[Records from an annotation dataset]
◇ ◇ ◇ ◇ ◇ ◇ ◇

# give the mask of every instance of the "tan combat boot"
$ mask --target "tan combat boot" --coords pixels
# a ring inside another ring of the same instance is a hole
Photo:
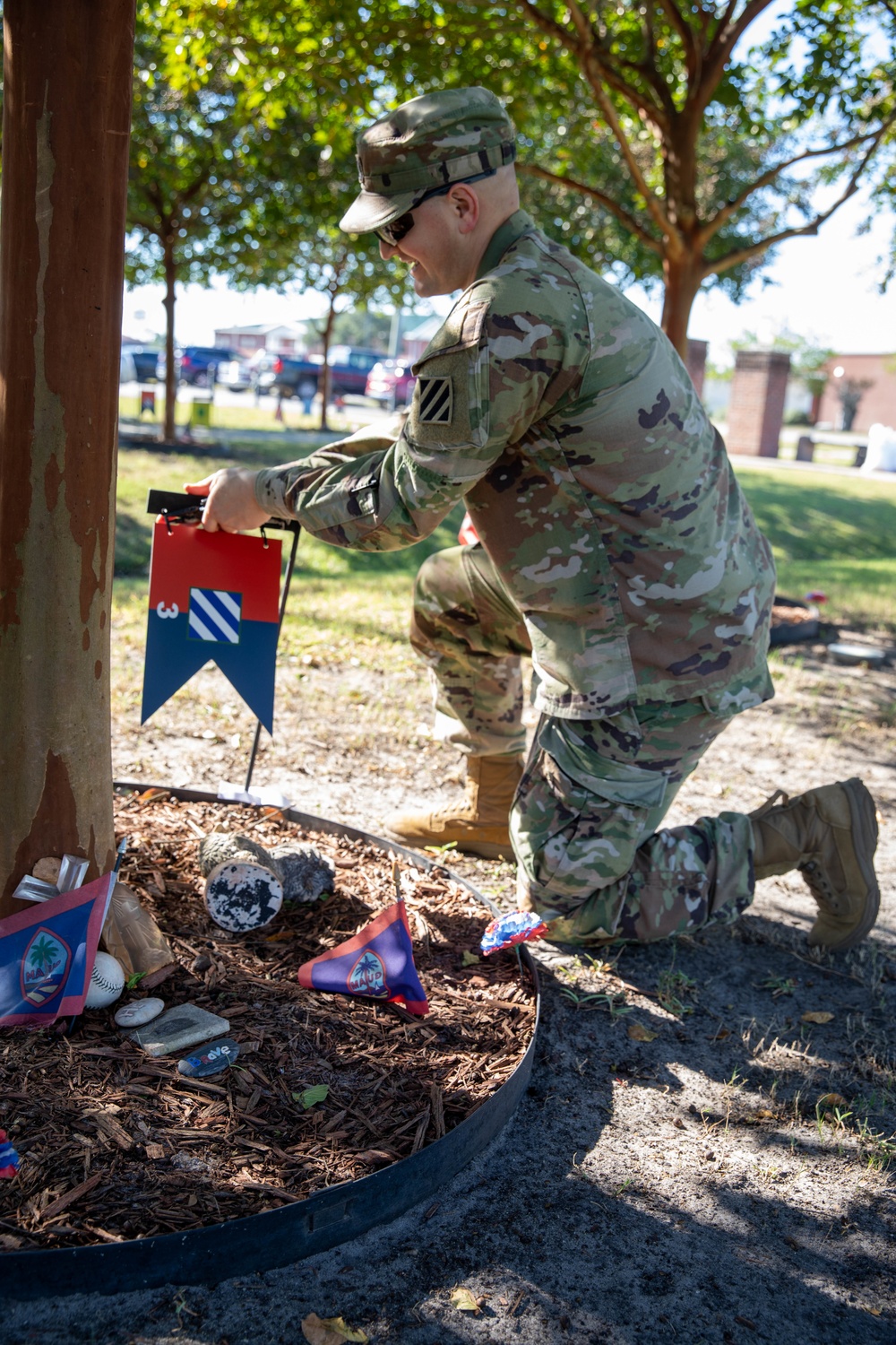
[[[783,803],[778,803],[783,799]],[[877,810],[858,779],[789,799],[779,790],[751,812],[758,878],[799,869],[818,902],[811,944],[852,948],[877,919]]]
[[[455,843],[466,854],[485,859],[512,859],[508,819],[523,760],[516,756],[467,757],[466,799],[434,812],[396,812],[386,834],[402,845]]]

◇ ◇ ◇ ◇ ◇ ◇ ◇

● **STATED GOAL**
Locate each line in the listing that contains the string "boot" and copy it. Treat the match as case-sensitive.

● **TASK ANSWER**
# give the mask of every instance of the "tan combat boot"
$ mask --target "tan combat boot" --coords pixels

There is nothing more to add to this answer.